**Task 1:**
Reproduce the part of the court decision from "[*1]In the Matter" up to and including "for the children.".
**Task 2:**
According to the court decision, in what years were the three children born?
**Task 3:**
List the justices named in the heading of the court decision, above the docket number.

Decided on December 23, 2020 SUPREME COURT OF THE STATE OF NEW YORK Appellate Division, Second Judicial Department
CHERYL E. CHAMBERS, J.P.
HECTOR D. LASALLE
ANGELA G. IANNACCI
LINDA CHRISTOPHER, JJ.
2019-06346
(Docket Nos. V-241-18, V-242-18, V-243-18)

[*1]In the Matter of Lauren Burke, respondent,

v

Alex Livingston, appellant.



Salihah R. Denman, New York, NY, for appellant.

Strauss & Kallus PLLC,, Goshen, NY (Barbara J. Strauss of counsel), for respondent.

Lisa F. Colin, White Plains, NY, attorney for the children.



DECISION & ORDER

In related proceedings pursuant to Family Court Act article 6, the father appeals from an order of the Family Court, Putnam County (James T. Rooney, J.), dated April 19, 2019. The order, insofar as appealed from, in effect, denied, without a hearing, the father's application to preclude both parents from exposing the subject children to a significant other until the youngest child turns 18.

ORDERED that the order is affirmed insofar as appealed from, without costs or disbursements.

The mother and the father, who were never married, have three children together, born in 2012, 2016, and 2017. In February 2018, the mother filed a petition, later amended, seeking sole legal and physical custody of the children. The father filed a petition seeking custody of the children.

**Data:**
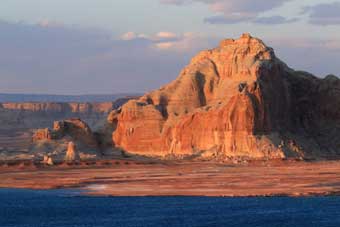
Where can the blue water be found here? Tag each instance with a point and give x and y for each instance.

**Complete answer 1:**
[*1]In the Matter of Lauren Burke, respondent,

v

Alex Livingston, appellant.



Salihah R. Denman, New York, NY, for appellant.

Strauss & Kallus PLLC,, Goshen, NY (Barbara J. Strauss of counsel), for respondent.

Lisa F. Colin, White Plains, NY, attorney for the children.

**Complete answer 2:**
2012, 2016, and 2017

**Complete answer 3:**
Cheryl E. Chambers
Hector D. LaSalle
Angela G. Iannacci
Linda Christopher